-- Excerpted passage --
* START *

Studio album by Joe Diffie
- Released: December 5, 1995
- Studio: SoundShop Recording Studios
- Genre: Country
- Length: 35:11
- Label: Epic
- Producer: Johnny Slate Joe Diffie

Joe Diffie chronology
| Mr. Christmas (1995) | Life's So Funny (1995) | Twice Upon a Time (1997) |

Singles from Life's So Funny
- "Bigger Than the Beatles" Released: November 27, 1995; "C-O-U-N-T-R-Y" Released: March 2, 1996; "Whole Lotta Gone" Released: June 22, 1996;

= Life's So Funny =

Life's So Funny is the sixth studio album by American country music artist Joe Diffie. It was released on December 5, 1995, through Epic Records. It contains the single "Bigger Than the Beatles", Diffie's last Number One single on the Billboard Hot Country Singles & Tracks (now Hot Country Songs) charts. Following this single were "C-O-U-N-T-R-Y" and "Whole Lotta Gone"; both peaked at #23. The track "Tears in the Rain" (co-written by Diffie) was originally recorded by Tim McGraw on his 1993 self-titled debut album.

Despite not being released as a single, the track "Down in a Ditch" received frequent airplay on KKBQ in Houston, Texas.

* END *

Dataset rows
* START *

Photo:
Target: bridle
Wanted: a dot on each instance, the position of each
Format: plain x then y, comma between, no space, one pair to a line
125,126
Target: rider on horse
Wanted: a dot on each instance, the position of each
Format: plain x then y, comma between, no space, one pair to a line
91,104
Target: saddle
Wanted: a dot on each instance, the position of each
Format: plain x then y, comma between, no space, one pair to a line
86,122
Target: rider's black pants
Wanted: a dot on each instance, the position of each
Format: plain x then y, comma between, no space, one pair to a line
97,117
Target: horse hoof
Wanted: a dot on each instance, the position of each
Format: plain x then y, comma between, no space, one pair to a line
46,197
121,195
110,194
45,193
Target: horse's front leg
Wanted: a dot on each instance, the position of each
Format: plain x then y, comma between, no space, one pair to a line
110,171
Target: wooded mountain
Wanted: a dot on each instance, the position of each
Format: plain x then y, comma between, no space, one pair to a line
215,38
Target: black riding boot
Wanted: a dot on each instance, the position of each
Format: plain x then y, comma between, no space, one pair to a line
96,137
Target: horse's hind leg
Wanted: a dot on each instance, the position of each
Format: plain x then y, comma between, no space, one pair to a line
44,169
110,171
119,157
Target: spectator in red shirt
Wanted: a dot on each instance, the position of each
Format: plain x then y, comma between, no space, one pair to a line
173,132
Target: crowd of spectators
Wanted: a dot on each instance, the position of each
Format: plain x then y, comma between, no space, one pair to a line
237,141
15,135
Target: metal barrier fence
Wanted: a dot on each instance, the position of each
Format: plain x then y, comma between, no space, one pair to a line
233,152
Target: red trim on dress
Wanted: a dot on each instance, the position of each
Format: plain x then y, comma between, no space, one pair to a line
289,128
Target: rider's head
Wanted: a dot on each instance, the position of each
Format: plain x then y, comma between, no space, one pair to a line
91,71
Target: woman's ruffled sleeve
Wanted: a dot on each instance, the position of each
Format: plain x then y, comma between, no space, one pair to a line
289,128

* END *

-- Exercise A --
Render this sentence from the text about the album Life's So Funny in French: "It was released on December 5, 1995, through Epic Records."
-- Exercise B --
Report each line of the records that contains the string "rider", treating case as significant.
These records are unrelated to the text.

-- Exercise answer A --
Il est sorti le 5 décembre 1995 chez Epic Records.

-- Exercise answer B --
Target: rider on horse
Target: rider's black pants
Target: rider's head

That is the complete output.